Begin EXTRACT TO READ

Surprisingly, 85-year-old António Ramalho Eanes – the former general who held the presidency before Cavaco Silva and Sampaio – says he will take part, although he says he doesn’t agree with the way the celebrations are being held.
His presence will be more to show “institutional responsibility”, says Ramalho Eanes, admitting that he is not sure what measures of protection he will be adopting.
Adding fat to the fire of this polemic is the fact that citizens will still be under lockdwon for the May 1 Bank Holiday (Labour Day). As commentators have been stressing, the message truly does seem to be there is one rule for ‘VIPs’ and another for everyone else.
This will be the 46th celebration of the day Portugal broke free from dictatorship in a (largely) bloodless revolution. Since its inception, parliament has failed to celebrate the day only three times: in 1983 (due to legislative elections), 1993 (because of a press boycott) and 2011 (because parliament was ‘dissolved’).
Critics insist 2020 should be a fourth occasion. But for the time being at least, the ceremony is due to go forwards with a third of MPs and less guests.
Around 130 people are expected compared to the 800 or so at the event last year.
And for members of the public who want to celebrate from the confines of their homes, the message is: sing “Grandola Vila Morena” from your windows, or if you have them, balconies”.
This legendary song by Zeca Afonso, broadcast on Rádio Renasença on April 25, 1974 as a signal to start the revolution, will be featured by the media at 3pm on Saturday – the time Liberty Day processions normally begin in Lisbon’s Avenida de Liberdade.

End EXTRACT TO READ
Begin INFORMATION GIVEN

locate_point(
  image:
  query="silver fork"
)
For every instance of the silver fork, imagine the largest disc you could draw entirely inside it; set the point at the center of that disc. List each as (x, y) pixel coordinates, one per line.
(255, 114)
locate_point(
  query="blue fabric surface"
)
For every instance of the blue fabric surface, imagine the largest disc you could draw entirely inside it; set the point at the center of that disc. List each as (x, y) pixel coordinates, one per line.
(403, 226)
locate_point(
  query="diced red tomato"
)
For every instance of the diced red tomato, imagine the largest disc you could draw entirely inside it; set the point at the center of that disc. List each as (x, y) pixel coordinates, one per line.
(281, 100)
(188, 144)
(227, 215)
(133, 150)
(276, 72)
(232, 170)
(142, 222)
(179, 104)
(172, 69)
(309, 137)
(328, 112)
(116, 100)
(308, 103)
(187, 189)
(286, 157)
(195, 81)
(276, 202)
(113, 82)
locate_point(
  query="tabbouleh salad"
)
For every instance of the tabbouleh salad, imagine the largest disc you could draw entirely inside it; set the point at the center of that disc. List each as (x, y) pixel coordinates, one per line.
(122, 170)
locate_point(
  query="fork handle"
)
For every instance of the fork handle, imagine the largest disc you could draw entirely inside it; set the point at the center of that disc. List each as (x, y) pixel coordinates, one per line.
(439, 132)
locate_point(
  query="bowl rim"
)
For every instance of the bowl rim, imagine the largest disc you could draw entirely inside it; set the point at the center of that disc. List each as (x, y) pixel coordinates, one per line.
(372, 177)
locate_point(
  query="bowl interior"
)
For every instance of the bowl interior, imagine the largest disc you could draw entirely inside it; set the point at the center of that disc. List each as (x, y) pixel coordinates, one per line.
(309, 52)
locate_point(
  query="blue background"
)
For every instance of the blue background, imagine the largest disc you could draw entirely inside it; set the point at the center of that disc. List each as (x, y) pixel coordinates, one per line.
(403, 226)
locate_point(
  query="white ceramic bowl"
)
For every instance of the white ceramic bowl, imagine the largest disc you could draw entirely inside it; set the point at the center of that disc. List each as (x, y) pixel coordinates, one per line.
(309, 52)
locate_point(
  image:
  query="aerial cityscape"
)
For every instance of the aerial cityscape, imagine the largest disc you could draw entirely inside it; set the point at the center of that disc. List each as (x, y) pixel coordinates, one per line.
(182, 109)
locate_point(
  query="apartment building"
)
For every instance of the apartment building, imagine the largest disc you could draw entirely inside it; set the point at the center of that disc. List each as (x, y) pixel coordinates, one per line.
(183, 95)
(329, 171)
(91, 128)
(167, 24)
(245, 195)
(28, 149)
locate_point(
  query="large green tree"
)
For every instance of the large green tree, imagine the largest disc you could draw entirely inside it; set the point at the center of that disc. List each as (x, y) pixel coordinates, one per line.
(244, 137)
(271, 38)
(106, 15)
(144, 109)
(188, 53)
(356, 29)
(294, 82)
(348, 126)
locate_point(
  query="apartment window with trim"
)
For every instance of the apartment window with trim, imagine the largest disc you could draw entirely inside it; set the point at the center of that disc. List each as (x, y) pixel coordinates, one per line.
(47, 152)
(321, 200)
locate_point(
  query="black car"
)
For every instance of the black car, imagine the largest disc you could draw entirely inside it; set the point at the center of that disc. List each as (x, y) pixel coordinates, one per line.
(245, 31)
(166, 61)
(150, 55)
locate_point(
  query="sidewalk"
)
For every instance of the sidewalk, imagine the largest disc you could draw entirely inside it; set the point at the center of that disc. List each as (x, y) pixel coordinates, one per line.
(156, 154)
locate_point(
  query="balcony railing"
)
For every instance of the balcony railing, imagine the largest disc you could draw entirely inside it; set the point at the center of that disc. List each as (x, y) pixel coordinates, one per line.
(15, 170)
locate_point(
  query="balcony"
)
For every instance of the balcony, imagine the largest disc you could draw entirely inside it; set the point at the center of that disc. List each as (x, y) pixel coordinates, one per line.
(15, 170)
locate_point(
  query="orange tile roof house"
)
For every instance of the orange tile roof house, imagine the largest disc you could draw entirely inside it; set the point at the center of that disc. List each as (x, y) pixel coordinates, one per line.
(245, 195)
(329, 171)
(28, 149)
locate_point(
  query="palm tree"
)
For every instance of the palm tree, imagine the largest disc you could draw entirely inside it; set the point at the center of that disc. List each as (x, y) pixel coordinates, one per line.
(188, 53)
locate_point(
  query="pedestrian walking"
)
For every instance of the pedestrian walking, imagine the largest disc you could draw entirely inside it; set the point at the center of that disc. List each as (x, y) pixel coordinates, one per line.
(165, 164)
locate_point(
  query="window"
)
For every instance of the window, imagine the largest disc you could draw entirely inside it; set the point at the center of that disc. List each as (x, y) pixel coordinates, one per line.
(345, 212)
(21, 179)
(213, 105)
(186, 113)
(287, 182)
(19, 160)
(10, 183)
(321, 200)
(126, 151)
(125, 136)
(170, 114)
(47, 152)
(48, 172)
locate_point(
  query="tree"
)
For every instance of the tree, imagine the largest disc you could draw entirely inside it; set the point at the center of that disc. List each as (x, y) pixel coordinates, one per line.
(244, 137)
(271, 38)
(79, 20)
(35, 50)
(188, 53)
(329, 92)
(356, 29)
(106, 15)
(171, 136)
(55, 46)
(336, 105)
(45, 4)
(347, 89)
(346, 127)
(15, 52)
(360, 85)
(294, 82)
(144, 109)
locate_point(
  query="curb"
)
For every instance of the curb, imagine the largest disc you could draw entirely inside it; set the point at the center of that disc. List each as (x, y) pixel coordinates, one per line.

End INFORMATION GIVEN

* [REQUEST]:
Rewrite the part of the article on Portugal's Liberty Day celebrations starting at "His presence will" and ending at "for everyone else.", substituting "observers" for "commentators".

* [ANSWER TO THE TASK]:
His presence will be more to show “institutional responsibility”, says Ramalho Eanes, admitting that he is not sure what measures of protection he will be adopting.
Adding fat to the fire of this polemic is the fact that citizens will still be under lockdwon for the May 1 Bank Holiday (Labour Day). As observers have been stressing, the message truly does seem to be there is one rule for ‘VIPs’ and another for everyone else.